Print the following material line for line, with every word and number left as it is.
>> start
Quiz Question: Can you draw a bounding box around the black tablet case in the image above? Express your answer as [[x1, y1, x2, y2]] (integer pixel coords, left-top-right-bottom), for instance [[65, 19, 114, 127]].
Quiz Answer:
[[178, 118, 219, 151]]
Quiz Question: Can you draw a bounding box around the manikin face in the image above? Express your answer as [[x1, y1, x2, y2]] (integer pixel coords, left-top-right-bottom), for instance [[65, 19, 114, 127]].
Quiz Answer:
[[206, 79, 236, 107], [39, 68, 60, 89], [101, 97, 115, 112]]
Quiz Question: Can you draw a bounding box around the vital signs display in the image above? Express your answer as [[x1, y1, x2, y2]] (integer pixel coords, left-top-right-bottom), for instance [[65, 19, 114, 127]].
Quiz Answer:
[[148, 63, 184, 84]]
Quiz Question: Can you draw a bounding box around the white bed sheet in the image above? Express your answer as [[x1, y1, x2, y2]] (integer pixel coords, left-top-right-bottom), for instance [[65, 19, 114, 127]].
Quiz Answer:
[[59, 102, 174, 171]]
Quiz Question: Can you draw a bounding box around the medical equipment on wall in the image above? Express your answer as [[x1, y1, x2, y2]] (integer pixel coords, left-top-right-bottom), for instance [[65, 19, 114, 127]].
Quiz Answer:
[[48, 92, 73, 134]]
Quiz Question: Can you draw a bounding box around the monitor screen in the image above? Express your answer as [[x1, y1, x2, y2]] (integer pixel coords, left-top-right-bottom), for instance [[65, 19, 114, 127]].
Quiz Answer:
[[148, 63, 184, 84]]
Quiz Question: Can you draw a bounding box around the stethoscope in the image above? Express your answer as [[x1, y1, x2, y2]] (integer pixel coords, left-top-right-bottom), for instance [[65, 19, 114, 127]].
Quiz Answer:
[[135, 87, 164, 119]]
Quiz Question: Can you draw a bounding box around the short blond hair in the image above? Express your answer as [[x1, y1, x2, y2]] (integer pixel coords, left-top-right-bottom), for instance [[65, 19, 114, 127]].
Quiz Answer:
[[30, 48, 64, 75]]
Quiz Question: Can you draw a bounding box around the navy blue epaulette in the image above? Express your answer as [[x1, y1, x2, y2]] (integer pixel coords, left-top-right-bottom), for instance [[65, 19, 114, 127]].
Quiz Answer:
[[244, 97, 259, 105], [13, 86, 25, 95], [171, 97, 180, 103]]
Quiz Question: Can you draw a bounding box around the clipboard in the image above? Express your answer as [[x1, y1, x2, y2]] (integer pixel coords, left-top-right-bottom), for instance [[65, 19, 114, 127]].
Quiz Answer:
>> end
■ **Problem solution**
Quiz Question: Can you draw a bounding box around the black tablet case in the image above? Express your answer as [[x1, y1, x2, y2]] (integer pixel coords, left-top-right-bottom), for instance [[65, 19, 114, 127]].
Quiz Answer:
[[178, 118, 219, 151]]
Quiz Question: Can you draw a bounding box around the manikin face in the image above? Express your answer as [[x1, y1, x2, y2]] (integer pixel coords, left-top-right-bottom), for instance [[65, 19, 114, 127]].
Quiz Answer:
[[206, 79, 236, 107], [39, 68, 60, 89], [101, 97, 115, 112]]
Quiz Question: Can you draw a bounding box around the vital signs display in the image above? Express your answer as [[x1, y1, x2, y2]] (integer pixel coords, left-top-right-bottom), for instance [[65, 19, 114, 127]].
Quiz Answer:
[[148, 63, 184, 84]]
Quiz Question: Can you draw a bounding box around the white bed sheet in the image above? Express your answer as [[x1, y1, x2, y2]] (integer pixel coords, left-top-right-bottom), for instance [[65, 19, 114, 127]].
Quiz Answer:
[[59, 102, 174, 171]]
Quiz Question: Can you draw a bounding box around the medical equipment on wall in the image above? Express your answer as [[x1, y1, x2, y2]] (integer pixel coords, left-top-right-bottom), for instance [[65, 19, 114, 127]].
Quiz Answer:
[[48, 92, 73, 134]]
Quiz Question: Can you draw a bounding box around the monitor screen in the image above? Express your answer as [[x1, y1, x2, y2]] (integer pixel coords, left-top-right-bottom), for instance [[65, 19, 114, 127]].
Quiz Answer:
[[148, 63, 184, 84]]
Quiz Question: Can you draw a bounding box around the stethoscope in the image above? Express your answer as [[x1, y1, x2, y2]] (integer pixel coords, left-top-right-bottom), for instance [[65, 19, 114, 127]].
Quiz Answer:
[[135, 87, 164, 119]]
Quiz Question: Can you draw a bounding box around the short blond hair in the image above? Express your answer as [[x1, y1, x2, y2]] (integer pixel coords, left-top-right-bottom), for instance [[65, 19, 114, 127]].
Quiz Answer:
[[30, 48, 64, 75]]
Quiz Question: Can you draw a bounding box around the navy blue epaulette in the image above? Express your answer as [[x1, y1, x2, y2]] (integer pixel coords, left-top-right-bottom), for instance [[65, 19, 114, 127]].
Quiz Answer:
[[244, 97, 259, 105], [13, 86, 25, 95], [171, 97, 180, 103]]
Quiz Question: Can you draw a bounding box around the clipboard in the image above? Express your answer as [[x1, y1, x2, y2]] (integer pixel coords, left-top-right-bottom), for instance [[65, 19, 114, 127]].
Quiz Answer:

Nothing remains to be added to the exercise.